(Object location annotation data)
— BEGIN —

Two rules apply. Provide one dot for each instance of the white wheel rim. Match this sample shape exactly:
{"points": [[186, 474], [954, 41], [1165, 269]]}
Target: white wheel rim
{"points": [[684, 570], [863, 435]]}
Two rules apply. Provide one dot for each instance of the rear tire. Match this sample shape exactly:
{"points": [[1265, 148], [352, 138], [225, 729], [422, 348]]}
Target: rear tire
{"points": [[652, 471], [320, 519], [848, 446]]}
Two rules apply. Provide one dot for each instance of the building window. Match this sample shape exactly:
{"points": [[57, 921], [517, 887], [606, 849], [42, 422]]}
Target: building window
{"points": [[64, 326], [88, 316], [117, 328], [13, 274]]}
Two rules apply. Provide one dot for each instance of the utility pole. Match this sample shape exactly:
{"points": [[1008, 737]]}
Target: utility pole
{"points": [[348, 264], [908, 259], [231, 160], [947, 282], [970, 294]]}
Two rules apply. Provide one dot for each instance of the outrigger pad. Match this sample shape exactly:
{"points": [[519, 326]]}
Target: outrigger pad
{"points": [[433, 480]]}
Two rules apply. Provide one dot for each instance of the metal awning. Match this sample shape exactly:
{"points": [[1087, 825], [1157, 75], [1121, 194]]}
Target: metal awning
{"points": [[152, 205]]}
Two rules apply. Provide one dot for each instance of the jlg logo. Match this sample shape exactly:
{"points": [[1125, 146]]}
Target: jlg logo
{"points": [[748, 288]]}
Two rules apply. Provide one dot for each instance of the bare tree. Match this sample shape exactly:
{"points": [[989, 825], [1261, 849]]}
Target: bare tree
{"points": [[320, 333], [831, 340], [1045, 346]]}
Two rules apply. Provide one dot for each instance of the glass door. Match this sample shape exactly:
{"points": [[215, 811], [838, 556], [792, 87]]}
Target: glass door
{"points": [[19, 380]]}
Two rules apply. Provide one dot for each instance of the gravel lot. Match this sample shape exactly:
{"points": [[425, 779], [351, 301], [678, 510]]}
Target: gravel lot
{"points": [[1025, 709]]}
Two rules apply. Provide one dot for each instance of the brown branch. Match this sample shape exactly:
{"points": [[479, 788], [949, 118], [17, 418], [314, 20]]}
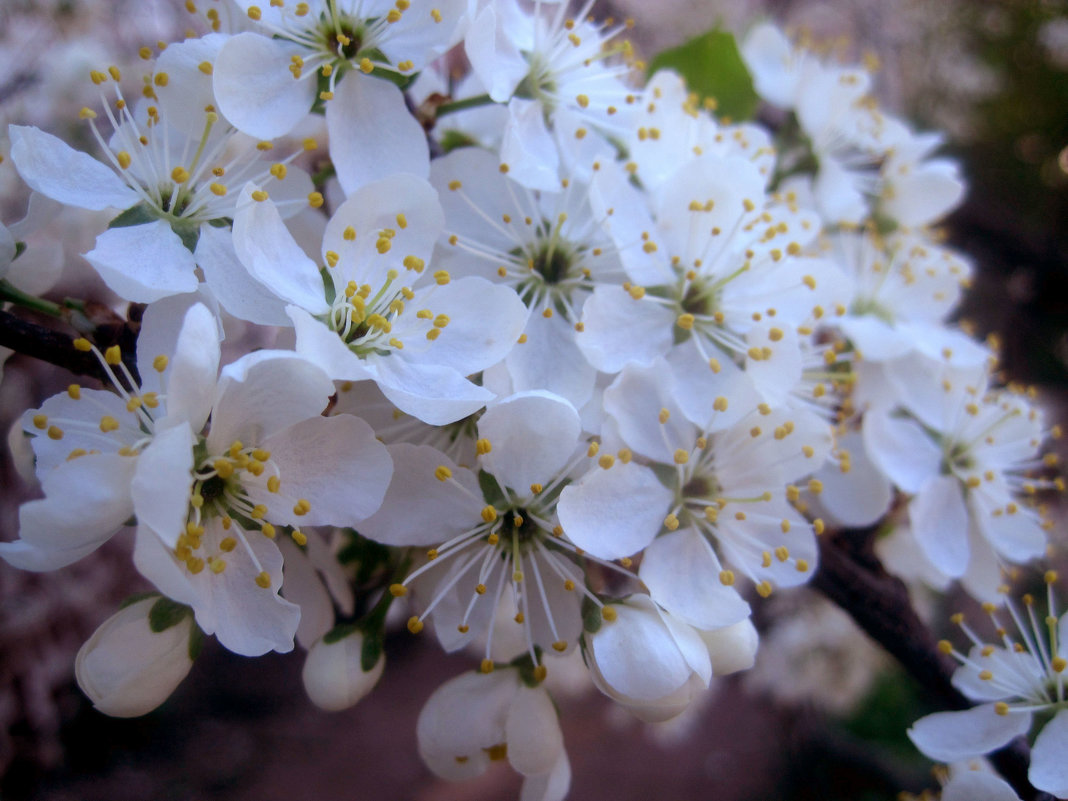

— END —

● Stated task
How many lines in the records above contain the word "outrigger"? Reply with the number only.

● Expected answer
2